WHAT THIS TASK INVOLVES:
Convert all of the entries below into a JSON list of strings, with one string for each line and no blank lines.

Object detection data:
◆ ◆ ◆

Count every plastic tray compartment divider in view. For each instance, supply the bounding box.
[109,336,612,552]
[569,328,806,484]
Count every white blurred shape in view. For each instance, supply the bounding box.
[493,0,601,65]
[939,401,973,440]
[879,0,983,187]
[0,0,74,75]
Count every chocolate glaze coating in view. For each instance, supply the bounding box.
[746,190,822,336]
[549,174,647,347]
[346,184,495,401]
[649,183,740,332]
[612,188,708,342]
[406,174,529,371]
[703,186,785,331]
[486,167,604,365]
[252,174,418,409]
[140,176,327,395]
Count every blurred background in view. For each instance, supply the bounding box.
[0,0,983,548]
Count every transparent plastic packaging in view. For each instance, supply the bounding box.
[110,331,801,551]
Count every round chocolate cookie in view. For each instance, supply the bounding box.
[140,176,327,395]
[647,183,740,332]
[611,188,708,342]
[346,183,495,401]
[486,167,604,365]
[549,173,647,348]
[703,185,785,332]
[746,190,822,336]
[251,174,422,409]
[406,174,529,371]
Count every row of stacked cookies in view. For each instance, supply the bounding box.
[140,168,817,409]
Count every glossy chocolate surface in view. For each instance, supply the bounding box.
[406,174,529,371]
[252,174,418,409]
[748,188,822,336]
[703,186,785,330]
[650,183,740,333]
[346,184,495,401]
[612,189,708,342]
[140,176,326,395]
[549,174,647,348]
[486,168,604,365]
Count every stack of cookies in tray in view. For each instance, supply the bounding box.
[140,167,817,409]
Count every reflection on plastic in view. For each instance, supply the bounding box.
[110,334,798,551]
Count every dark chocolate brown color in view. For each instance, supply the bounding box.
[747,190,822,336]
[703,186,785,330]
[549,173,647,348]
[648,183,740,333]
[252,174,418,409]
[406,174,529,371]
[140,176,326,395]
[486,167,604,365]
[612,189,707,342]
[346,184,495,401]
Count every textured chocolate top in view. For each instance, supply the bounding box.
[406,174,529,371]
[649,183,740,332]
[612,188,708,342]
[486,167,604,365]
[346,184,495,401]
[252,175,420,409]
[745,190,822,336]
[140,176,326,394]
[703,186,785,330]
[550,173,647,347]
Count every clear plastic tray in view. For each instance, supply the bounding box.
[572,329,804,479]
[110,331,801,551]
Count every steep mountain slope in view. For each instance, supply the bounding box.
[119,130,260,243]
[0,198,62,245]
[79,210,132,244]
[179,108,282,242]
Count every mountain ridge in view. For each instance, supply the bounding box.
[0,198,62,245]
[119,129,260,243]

◆ ◆ ◆

CORRECT RESPONSE:
[
  "Count every plastic tray compartment divider in view. For each instance, supply the bounding box.",
  "[109,336,612,552]",
  "[569,328,806,484]",
  "Count every white blurred shape in view. For each instance, supply the bounding box.",
  "[493,0,601,65]",
  "[939,401,973,440]",
  "[879,0,983,187]",
  "[0,0,74,75]",
  "Count every chocolate glaze coating in view. For each instance, supply the bounding box.",
  "[746,190,822,336]",
  "[549,174,647,347]",
  "[346,184,495,401]",
  "[649,183,740,332]",
  "[612,188,708,342]",
  "[406,174,529,371]",
  "[703,186,785,331]",
  "[486,167,604,365]",
  "[252,174,418,409]",
  "[140,176,327,395]",
  "Count every blurred background in view. For each instance, supply the bounding box.",
  "[0,0,983,548]",
  "Count every transparent plastic packaging in view. For each instance, supply the bounding box.",
  "[110,331,801,551]",
  "Count every round chocolate cookie in view. For each instance, supply the bounding box.",
  "[140,176,327,395]",
  "[647,183,740,332]",
  "[611,188,708,342]",
  "[346,183,495,401]",
  "[486,167,604,365]",
  "[549,173,647,348]",
  "[703,185,785,332]",
  "[746,190,822,336]",
  "[251,174,422,409]",
  "[406,174,529,371]",
  "Count every row of stacked cookies in view. For each instance, supply the bounding box.",
  "[140,168,817,409]",
  "Count every glossy chocolate surface in view. For each instance, supply the bounding box.",
  "[406,174,529,371]",
  "[252,174,418,409]",
  "[748,188,822,336]",
  "[703,186,785,330]",
  "[650,183,740,333]",
  "[346,184,495,401]",
  "[612,189,708,342]",
  "[140,176,326,395]",
  "[549,174,647,348]",
  "[486,168,604,365]",
  "Count every stack of cookies in tray in view. For each instance, supply the bounding box.",
  "[140,167,817,409]",
  "Count every reflection on plastic in view. For each instance, supply the bounding box.",
  "[110,334,798,551]",
  "Count every dark chocolate brown color in view. For each instance, supply the bounding box.",
  "[747,190,822,336]",
  "[703,186,785,330]",
  "[549,173,647,348]",
  "[648,183,740,333]",
  "[252,174,418,409]",
  "[406,174,529,371]",
  "[140,176,326,395]",
  "[486,167,604,365]",
  "[612,189,707,342]",
  "[346,184,495,401]",
  "Count every textured chocolate top in view. For each instance, supply the bounding box.",
  "[406,174,529,371]",
  "[649,183,740,332]",
  "[612,188,708,342]",
  "[486,167,604,365]",
  "[346,184,495,401]",
  "[252,175,420,409]",
  "[745,190,822,336]",
  "[140,176,326,394]",
  "[703,186,785,330]",
  "[550,173,647,347]",
  "Count every clear plastic tray in view. For each instance, supply the bounding box.",
  "[572,329,804,479]",
  "[110,331,801,551]",
  "Count every steep mountain slope in view. For each instance, supply the bounding box.",
  "[119,130,260,243]",
  "[0,198,62,245]",
  "[79,210,132,244]",
  "[179,108,282,242]",
  "Count every mountain ridge in view. For each instance, supply the bounding box.",
  "[0,198,62,245]",
  "[119,129,260,243]"
]